PROVIDED PASSAGE:
=== Begin Enclosure ===
Though the public has been cast away, all hope for justice is not lost. Scammed consumers could get their day in court, thanks to a Supreme Court decision this past June in Cuomo v. Clearing House Association. Justice Antonin Scalia broke ranks and joined the court’s four most liberal judges in ruling that the federal government cannot stop states from conducting their own crackdowns on financial crooks—with more stringent laws than Washington’s—against such evils as the predatory mortgage lending that sparked last fall’s meltdown. In that case, the Obama administration shed its crusader’s mantle and defended the dark side in vain.
In 2008, American households lost 18 percent of their wealth—more than $11 trillion. But, like energy, wealth doesn’t just vanish. Most of it is parked in unregulated hedge funds, in ex–hedge funds that are now just bulging foreign bank accounts, and in a variety of opaque financial institutions. The money almost certainly remains parked—otherwise, there would be massive inflation after the amount of bailout money that has spewed from the Fed, the U.S. Treasury, and foreign central banks.
Conceivably, what money was taken away could be “clawed back,” in the parlance of regulators. A precedent exists: a similar crisis a decade ago involving Long-Term Capital Management, a Connecticut hedge fund that included two Nobel Prize–winning economists and a few ace traders from Wall Street, and had bet on bond spreads in Russia, Italy, and Latin America. The outfit started well, but then crashed and dug a trillion-dollar hole that was considered dangerous to the entire system at the time. Instead of paying the fund’s many investors at retail, the New York Fed forced Wall Street to settle the whole thing for about $3.5 billion—in other words, a couple of beans on the dollar. There was no bailout by taxpayers.
It’s clearly too late for that approach to the current crisis. The best way to retrieve at least a significant portion of our wealth is through prosecution, followed by forfeiture. This is what we do when we catch money launderers and drug lords. It’s what we’re trying to do to Ponzi schemers like Bernie Madoff. It’s retributive justice. It fills a social need as well as an economic one.
=== End Enclosure ===
DATASET EXTRACT:
=== Begin Enclosure ===
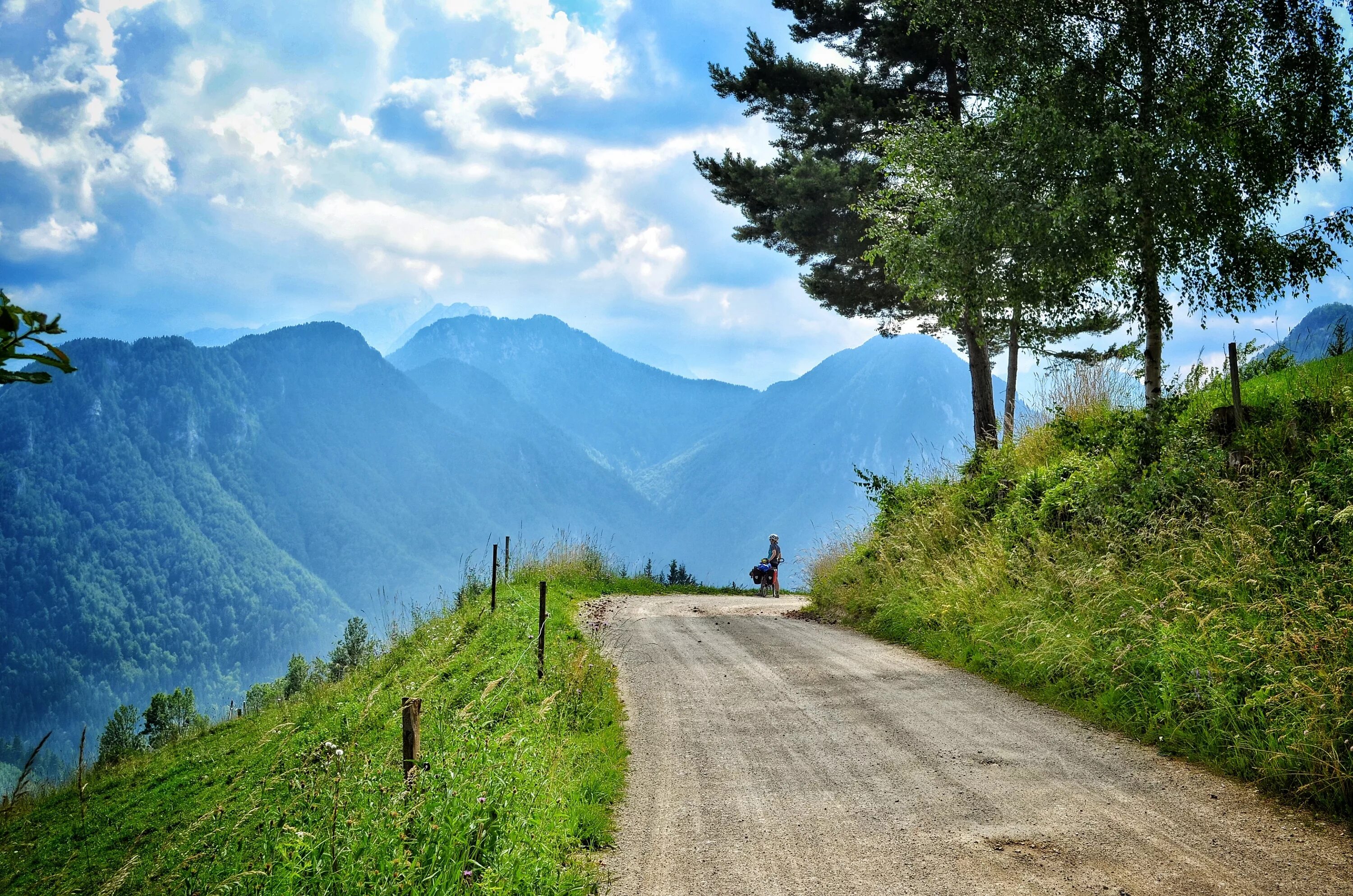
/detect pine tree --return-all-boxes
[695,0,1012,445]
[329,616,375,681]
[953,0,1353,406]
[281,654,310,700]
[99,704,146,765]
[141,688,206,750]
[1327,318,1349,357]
=== End Enclosure ===
WHAT IS BEING ASKED: Continue the passage on recovering wealth lost in the 2008 financial crisis, starting after its last sentence.

RESPONSE TO THIS EXERCISE:
So, where is the justice in the current crisis? Why have there been so few prosecutions and only feeble attempts, at best, to claw the money back? One reason may be that, in such infamous cases as the Lehman Brothers collapse and Bank of America’s absorption of Merrill Lynch, the Fed and the Treasury were intimately involved with the financial elite’s deal making at the time. It’s difficult to prosecute others for securities fraud if you condoned the deals to begin with.
And there’s another, more pertinent reason: The top federal law enforcement establishment is simply not in the mood. People who expect President Obama’s Department of Justice to take the lead will be severely disappointed—not necessarily because the task is difficult, but because the Obama administration is showing that it lacks the will.
Instead, the new administration is putting its energy into creating what it believes will be a meltdown-proof new system of elite “too-big-to-fail” banks, regulated by a beefed-up Federal Reserve.
Even the business establishment’s Wall Street Journal used the word “oligopoly” when it noted this summer that the Obama administration, “after saving the banks, is now planning regulatory changes that could establish an elite group of U.S. institutions with large investment-banking activities” that will be “hard to join and compete against.”
Bill Black calls that elite group of megabanks, like Citigroup and Bank of America, “zombies.” And they’re not done feeding. All of the devilish tools remain in place, says Black, including “the subprime loans, with securitization and the credit default swaps. And the Obama administration astonishingly wants to re-create a secondary market in subprime loans—even though it cost us more than a trillion dollars.”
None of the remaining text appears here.